_Written exercise_
Retype every one of the following records word for word, changing nothing.

# START OF Entries supplied

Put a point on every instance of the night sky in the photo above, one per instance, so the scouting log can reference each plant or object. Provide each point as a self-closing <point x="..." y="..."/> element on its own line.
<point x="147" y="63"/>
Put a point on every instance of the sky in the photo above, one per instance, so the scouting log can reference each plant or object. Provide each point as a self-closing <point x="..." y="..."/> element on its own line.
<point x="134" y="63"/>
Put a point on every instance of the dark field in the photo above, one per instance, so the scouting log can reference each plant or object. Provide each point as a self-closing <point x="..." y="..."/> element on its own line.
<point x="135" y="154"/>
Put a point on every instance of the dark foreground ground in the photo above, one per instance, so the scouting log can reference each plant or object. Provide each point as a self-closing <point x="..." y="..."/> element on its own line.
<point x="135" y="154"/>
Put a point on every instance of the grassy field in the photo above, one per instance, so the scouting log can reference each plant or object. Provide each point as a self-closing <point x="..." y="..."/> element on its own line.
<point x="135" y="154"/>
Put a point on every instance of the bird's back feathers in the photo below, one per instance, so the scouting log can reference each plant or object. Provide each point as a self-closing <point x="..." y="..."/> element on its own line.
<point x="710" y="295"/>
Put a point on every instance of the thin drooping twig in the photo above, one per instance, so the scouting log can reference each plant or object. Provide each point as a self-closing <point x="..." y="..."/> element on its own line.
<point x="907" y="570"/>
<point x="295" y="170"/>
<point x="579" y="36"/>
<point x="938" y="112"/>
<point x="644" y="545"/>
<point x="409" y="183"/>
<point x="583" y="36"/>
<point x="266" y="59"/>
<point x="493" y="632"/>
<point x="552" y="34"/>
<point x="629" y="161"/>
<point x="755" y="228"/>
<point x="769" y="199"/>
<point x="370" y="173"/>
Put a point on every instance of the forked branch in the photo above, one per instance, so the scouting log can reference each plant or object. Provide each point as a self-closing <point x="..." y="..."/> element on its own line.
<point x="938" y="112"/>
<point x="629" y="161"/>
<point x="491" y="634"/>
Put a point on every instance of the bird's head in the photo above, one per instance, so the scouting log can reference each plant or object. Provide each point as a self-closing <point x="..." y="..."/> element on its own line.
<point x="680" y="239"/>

# END OF Entries supplied

_Written solution_
Put a point on every instance of the night sky in the photo above, one per instance, so the scouting log can reference each plant or object. Provide each point as a self-closing <point x="..." y="..."/> element on its own line.
<point x="147" y="63"/>
Put a point on every instance of the sky in the photo above, one per instance, so the scouting log can reference each plant or object. Provide each point as a self-closing <point x="..." y="..."/> element on its own line.
<point x="134" y="63"/>
Put a point on every instance of the dark field in the photo above, one per instance, so the scouting log can reference each plant or object. Provide each point as a self-closing <point x="..." y="..."/> element on its own line.
<point x="135" y="154"/>
Put a point on every instance of the dark foreground ground in the photo above, one per instance, so the scouting log can reference each plant or object. Provide each point as a self-closing <point x="..." y="..."/> element on its own line.
<point x="135" y="154"/>
Put a point on every instance of the grassy field in the photo above, one per instance, so the scouting log can reference each plant or object. Provide each point as a self-closing <point x="..." y="..."/> element on its own line.
<point x="135" y="154"/>
Put a point on every instance of the bird's back feathers in the photo below, one per instance, so the scouting log can reference each plant or object. Provide each point as a self-closing <point x="..." y="..."/> element on its own line.
<point x="710" y="295"/>
Put a point on every instance of the thin drooping twig in the photo above, one per instance, so the scouting log can reference each plant or object. Provide each point as a self-closing <point x="..." y="..."/> element on its own line.
<point x="907" y="570"/>
<point x="295" y="170"/>
<point x="579" y="36"/>
<point x="938" y="112"/>
<point x="644" y="545"/>
<point x="409" y="183"/>
<point x="583" y="36"/>
<point x="266" y="59"/>
<point x="493" y="632"/>
<point x="552" y="34"/>
<point x="629" y="161"/>
<point x="755" y="228"/>
<point x="769" y="199"/>
<point x="370" y="173"/>
Put a point on every instance of the forked branch in the photo above, one per instance, so the scouting log can reference each plant or object. Provide each point as a self-closing <point x="..." y="..."/> element on its own line.
<point x="938" y="112"/>
<point x="629" y="161"/>
<point x="491" y="634"/>
Put a point on every instance of the bird's head in the photo above, one per instance, so the scouting log can reference each plant or object. Provide each point as a self-closing <point x="..." y="..."/> element on its own line.
<point x="680" y="239"/>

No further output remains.